Type out the complete listing below word for word, without its pictures.

----------

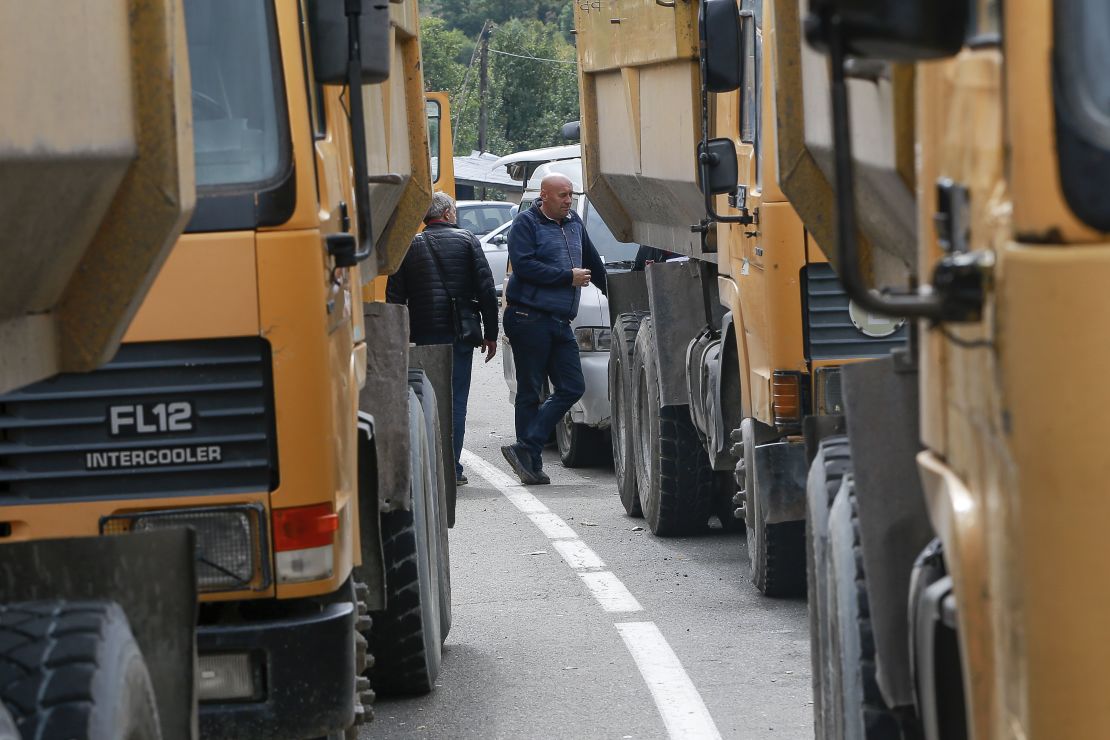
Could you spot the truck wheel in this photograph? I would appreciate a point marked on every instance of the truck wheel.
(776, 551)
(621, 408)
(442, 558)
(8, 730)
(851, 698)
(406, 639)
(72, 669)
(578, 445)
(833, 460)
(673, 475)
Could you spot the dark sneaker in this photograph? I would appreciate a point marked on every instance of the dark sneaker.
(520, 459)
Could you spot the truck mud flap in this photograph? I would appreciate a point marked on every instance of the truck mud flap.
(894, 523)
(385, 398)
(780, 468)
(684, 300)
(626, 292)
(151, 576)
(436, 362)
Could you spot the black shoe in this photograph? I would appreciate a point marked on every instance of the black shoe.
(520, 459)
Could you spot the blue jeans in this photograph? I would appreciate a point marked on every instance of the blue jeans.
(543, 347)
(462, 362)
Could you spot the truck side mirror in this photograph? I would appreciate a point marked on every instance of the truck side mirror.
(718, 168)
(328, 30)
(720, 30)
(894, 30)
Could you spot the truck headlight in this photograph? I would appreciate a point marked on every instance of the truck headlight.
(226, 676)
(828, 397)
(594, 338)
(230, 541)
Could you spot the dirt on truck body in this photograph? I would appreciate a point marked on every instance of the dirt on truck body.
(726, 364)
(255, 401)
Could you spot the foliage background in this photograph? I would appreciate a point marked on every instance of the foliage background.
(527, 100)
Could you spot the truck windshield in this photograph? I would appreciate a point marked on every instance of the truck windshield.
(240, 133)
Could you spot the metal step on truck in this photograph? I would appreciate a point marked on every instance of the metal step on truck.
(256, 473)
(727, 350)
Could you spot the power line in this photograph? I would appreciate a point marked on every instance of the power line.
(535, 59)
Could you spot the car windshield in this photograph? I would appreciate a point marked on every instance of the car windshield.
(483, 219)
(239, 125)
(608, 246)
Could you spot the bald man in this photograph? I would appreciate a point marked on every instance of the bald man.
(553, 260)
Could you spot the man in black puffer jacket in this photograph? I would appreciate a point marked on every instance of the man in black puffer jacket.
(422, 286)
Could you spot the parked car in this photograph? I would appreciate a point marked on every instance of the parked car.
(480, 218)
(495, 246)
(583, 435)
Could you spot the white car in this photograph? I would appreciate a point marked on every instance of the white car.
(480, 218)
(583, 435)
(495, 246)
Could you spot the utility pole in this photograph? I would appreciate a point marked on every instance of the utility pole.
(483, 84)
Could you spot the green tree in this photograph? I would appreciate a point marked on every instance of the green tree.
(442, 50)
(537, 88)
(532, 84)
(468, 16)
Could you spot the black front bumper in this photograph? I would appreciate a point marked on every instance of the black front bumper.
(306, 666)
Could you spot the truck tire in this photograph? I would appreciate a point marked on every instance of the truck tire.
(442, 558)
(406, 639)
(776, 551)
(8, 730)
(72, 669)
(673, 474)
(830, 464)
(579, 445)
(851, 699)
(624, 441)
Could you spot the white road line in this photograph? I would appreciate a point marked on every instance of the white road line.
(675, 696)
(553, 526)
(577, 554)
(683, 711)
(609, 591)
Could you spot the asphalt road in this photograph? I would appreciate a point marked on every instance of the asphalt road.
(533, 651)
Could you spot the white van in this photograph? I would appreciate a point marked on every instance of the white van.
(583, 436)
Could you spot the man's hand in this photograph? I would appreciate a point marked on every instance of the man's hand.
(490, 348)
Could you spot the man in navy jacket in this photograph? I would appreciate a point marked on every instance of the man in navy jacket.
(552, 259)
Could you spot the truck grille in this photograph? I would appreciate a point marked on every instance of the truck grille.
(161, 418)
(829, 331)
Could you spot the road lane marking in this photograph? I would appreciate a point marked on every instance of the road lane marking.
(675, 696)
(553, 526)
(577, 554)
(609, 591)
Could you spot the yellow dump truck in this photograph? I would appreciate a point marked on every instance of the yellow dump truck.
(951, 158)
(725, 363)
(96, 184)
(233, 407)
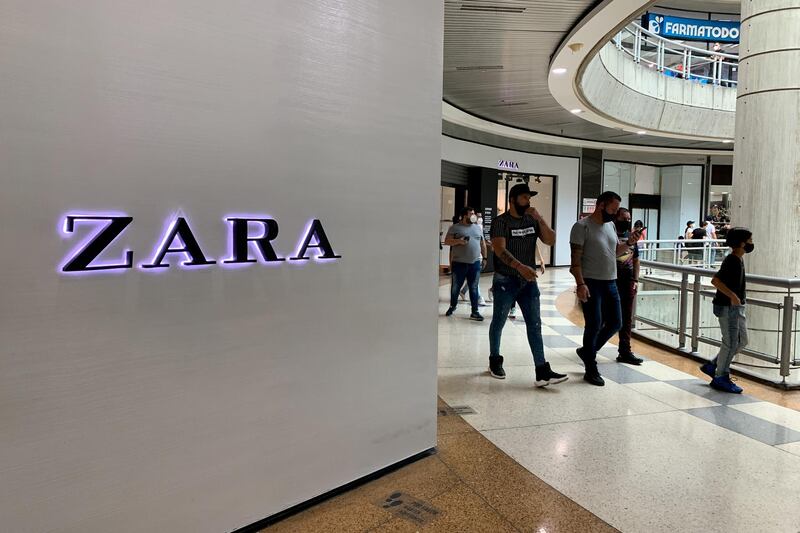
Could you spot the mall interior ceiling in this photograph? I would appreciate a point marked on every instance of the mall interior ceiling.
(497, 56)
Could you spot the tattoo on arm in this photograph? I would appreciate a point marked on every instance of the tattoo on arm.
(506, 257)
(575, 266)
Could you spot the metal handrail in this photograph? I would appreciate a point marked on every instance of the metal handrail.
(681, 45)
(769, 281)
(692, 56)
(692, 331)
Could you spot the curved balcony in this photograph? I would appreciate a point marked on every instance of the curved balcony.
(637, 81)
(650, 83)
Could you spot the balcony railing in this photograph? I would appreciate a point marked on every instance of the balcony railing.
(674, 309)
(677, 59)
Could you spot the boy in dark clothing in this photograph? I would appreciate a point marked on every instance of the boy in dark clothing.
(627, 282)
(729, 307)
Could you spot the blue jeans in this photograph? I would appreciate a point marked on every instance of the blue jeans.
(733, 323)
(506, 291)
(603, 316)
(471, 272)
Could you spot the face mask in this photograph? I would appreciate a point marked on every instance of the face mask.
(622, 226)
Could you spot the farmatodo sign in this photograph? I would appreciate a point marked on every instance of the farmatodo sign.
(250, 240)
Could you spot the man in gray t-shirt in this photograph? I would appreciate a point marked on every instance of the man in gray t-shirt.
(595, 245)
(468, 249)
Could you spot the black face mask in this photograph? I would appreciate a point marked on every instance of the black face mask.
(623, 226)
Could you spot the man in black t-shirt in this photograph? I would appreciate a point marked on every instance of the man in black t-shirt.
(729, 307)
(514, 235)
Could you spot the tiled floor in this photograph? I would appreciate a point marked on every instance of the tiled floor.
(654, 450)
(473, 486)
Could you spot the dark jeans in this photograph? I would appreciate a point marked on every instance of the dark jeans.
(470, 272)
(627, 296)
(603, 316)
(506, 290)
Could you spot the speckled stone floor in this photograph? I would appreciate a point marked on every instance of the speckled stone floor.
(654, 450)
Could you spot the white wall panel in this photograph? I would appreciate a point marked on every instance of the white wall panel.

----------

◆ **Solution to this task**:
Could you spot the truck wheel in this photograph? I would appreciate a point marked on every instance of the truck wheel.
(776, 551)
(621, 408)
(442, 558)
(8, 730)
(851, 698)
(406, 639)
(72, 669)
(578, 445)
(833, 460)
(673, 475)
Could you spot the dark sneaker in this photograph? I would appreciate a point marked on every instance of the dark sneaker.
(520, 459)
Could you spot the truck mud flap in this photograph? I would appreciate a point marked on every instance of the truck mud flap.
(894, 523)
(385, 398)
(780, 468)
(684, 300)
(626, 292)
(151, 576)
(436, 362)
Could you spot the black shoe in this photograph? I would appreciate a point marked on every instance of the black shoe.
(520, 459)
Could you spot the blue jeans in this photograph? I would appreciate a point marked on every instance of the blue jeans.
(543, 347)
(462, 362)
Could you spot the truck side mirror in this photograph? I would appreciate a point marked on every instance of the truck side mirror.
(718, 168)
(328, 30)
(720, 30)
(894, 30)
Could you spot the truck headlight in this photograph? I would appreciate a point marked on every instance of the truck headlight.
(226, 676)
(828, 397)
(594, 338)
(230, 541)
Could you spot the dirt on truck body in this photograph? I would appreciate a point marked on every instance of the dirt on truck body.
(726, 364)
(255, 401)
Could you spot the foliage background in this photograph? I would appreciate a point marked on every instance of the foliage background.
(527, 100)
Could you spot the truck windshield in this photograph? I would appreciate a point marked on every instance of the truck windshield.
(240, 133)
Could you spot the metal step on truck in this photograph? I would appreciate a point marked on every instance of the metal step on truck.
(256, 473)
(727, 350)
Could you spot the power line in this photograph? I would appreciate a point marked on every instance of the power line.
(535, 59)
Could you spot the car windshield in this photograph? I would appreciate a point marked on every instance of the car windshield.
(483, 219)
(239, 125)
(608, 246)
Could you spot the bald man in this photograph? I would appreciate a point marked on every instance of the bald man.
(553, 260)
Could you spot the man in black puffer jacket in this photograph? I would appreciate a point marked on every instance of the man in black puffer jacket.
(422, 286)
Could you spot the parked car in this photograph? I would appreciate a point marked on every instance of the parked car.
(480, 218)
(495, 246)
(583, 435)
Could you spot the white car in this photograph? I would appreciate a point marked on every instance of the white car.
(480, 218)
(583, 435)
(495, 246)
Could you spot the utility pole in this photograph? I would appreciate a point marked on every instance of the utility pole.
(483, 84)
Could you spot the green tree in this photograph? I would appreciate a point marked on every instance of the green tree.
(442, 50)
(537, 88)
(532, 84)
(468, 16)
Could you spot the black front bumper in this photograph? I would appreciate a point marked on every instance of the black front bumper.
(306, 666)
Could you spot the truck tire in this photograph? I would appreciate a point marked on every instance of the truck tire.
(442, 558)
(406, 639)
(776, 551)
(8, 730)
(72, 669)
(673, 474)
(830, 464)
(579, 445)
(851, 699)
(624, 441)
Could you spot the white road line in this photograph? I would appreciate a point marked on every instance of the white road line.
(675, 696)
(553, 526)
(577, 554)
(683, 711)
(609, 591)
Could you spot the asphalt road in this photograph? I would appreciate a point marked on every instance of the asphalt road.
(533, 651)
Could you spot the white van in this photograph? I would appreciate a point marked on every instance of the white van.
(583, 436)
Could you spot the man's hand in this photograph? I would appreciate a point marked on every instance of the man's hand.
(490, 348)
Could you spot the man in navy jacket in this photograph? I would appreciate a point marked on every instance of the man in navy jacket.
(552, 259)
Could you spot the truck grille in this photograph? I would appreciate a point marked on every instance of the truck grille.
(161, 418)
(829, 331)
Could you spot the road lane marking in this photograph? I would appreciate a point marked on every instance of the road lane marking.
(675, 696)
(553, 526)
(577, 554)
(609, 591)
Could you spot the yellow dump truck in this photograph? I would appreciate a point marked on every instance of the yellow dump truck.
(951, 158)
(725, 363)
(96, 184)
(233, 407)
Could you spot the mall interior ceiling in this photograph? I would appreciate a point marked on every instance of the mall interior ceiling.
(497, 56)
Could you spot the tattoo on arm in this photograph? I would appreciate a point marked on every instance of the tattoo on arm.
(506, 257)
(575, 266)
Could you spot the metal handrail in this photograph? I would appreciate a point marked on every instance of the metal handrail.
(681, 45)
(769, 281)
(692, 56)
(692, 331)
Could you spot the curved balcony in this photograph? I would appreciate a point marked on every instance of the curved balcony.
(637, 81)
(650, 83)
Could you spot the balcony railing in this photograph? I would appreciate a point marked on every instance of the balcony railing.
(674, 309)
(677, 59)
Could you spot the boy in dark clothing in this photograph? I would appreciate a point marked on every instance of the boy in dark clothing.
(627, 282)
(729, 307)
Could you spot the blue jeans in this photograph? I would appreciate a point marked on every instance of the blue jeans.
(733, 323)
(506, 291)
(603, 316)
(471, 272)
Could you spot the face mask in this photograph? I would appreciate a point marked on every instance of the face mask.
(622, 226)
Could you spot the farmatodo sign in this photograph? I would appreciate a point marked on every instance of the farmatodo sign.
(250, 240)
Could you spot the man in gray t-shirt in this photograph? I would appreciate a point marked on every instance of the man in gray t-shirt.
(595, 245)
(468, 249)
Could you spot the black face mask in this photograph? I would appreciate a point marked on every instance of the black face mask.
(623, 226)
Could you spot the man in black t-shirt in this photograph? I would appreciate a point marked on every instance of the man in black t-shirt.
(729, 307)
(514, 235)
Could you spot the tiled floor in this photograph? I would appreciate a point marked on every instance of the tiled floor.
(654, 450)
(473, 486)
Could you spot the dark jeans in this photograph? I would appreciate a point marked on every instance of the dark jeans.
(470, 272)
(627, 296)
(603, 316)
(506, 290)
Could you spot the speckled stone floor in this photograph? I would appreciate a point marked on every instance of the speckled stone floor.
(654, 450)
Could you spot the white wall panel in this photograph? I would appreciate a point marked on every instance of the white wall panel.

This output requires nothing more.